**Exercise**
Begin at the line of the listing that has "[mark] glass bottle" and stop after the line that has "[mark] beige curtain". Write out those lines again, swapping "instance" for "occurrence" and leaving everything else unchanged.

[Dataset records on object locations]

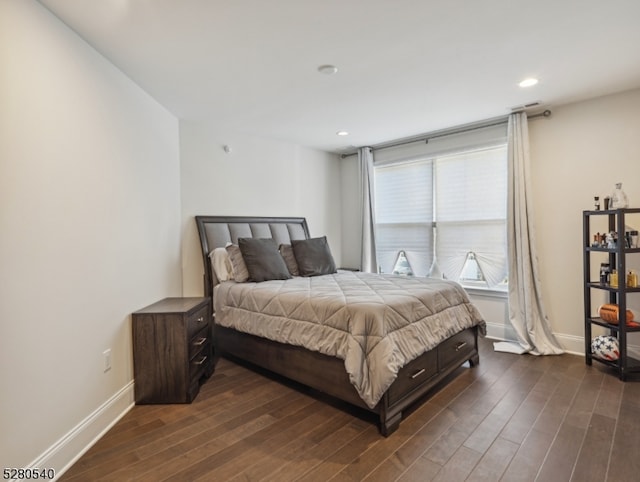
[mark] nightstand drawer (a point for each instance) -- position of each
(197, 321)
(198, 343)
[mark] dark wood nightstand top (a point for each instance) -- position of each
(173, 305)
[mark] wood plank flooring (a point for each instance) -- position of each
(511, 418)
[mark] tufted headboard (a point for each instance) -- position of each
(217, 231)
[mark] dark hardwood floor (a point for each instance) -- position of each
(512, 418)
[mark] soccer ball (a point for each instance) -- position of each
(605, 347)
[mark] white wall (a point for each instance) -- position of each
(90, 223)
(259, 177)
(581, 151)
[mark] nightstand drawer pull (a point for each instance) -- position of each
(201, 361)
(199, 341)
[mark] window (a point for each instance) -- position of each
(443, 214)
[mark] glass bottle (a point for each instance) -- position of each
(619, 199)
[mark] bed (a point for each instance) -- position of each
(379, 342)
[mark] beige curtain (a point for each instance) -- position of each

* * *

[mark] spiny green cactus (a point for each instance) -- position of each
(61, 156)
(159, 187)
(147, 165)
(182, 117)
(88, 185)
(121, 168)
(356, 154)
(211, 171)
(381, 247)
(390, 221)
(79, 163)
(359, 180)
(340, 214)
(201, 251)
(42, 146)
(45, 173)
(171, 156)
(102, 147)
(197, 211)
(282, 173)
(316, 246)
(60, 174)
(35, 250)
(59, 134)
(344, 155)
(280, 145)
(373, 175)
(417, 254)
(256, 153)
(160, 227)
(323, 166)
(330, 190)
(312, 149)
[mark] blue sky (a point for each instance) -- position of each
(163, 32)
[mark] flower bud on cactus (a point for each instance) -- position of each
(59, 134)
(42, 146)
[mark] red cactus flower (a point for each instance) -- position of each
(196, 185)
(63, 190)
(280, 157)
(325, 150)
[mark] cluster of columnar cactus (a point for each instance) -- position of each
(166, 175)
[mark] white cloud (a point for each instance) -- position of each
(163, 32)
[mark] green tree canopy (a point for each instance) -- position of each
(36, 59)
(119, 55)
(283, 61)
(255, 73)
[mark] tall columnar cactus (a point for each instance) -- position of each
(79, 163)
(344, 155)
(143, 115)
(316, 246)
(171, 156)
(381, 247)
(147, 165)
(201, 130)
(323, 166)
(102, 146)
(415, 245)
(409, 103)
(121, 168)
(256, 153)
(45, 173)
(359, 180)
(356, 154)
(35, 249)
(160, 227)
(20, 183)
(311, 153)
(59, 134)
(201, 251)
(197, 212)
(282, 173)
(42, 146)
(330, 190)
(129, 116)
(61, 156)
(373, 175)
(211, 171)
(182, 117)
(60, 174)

**Task output**
[mark] glass bottle (a point for each occurrence) -- position of each
(619, 199)
[mark] bed (a point for each occurrence) -- position of each
(379, 342)
[mark] beige curtain (a point for each occurrence) -- position of each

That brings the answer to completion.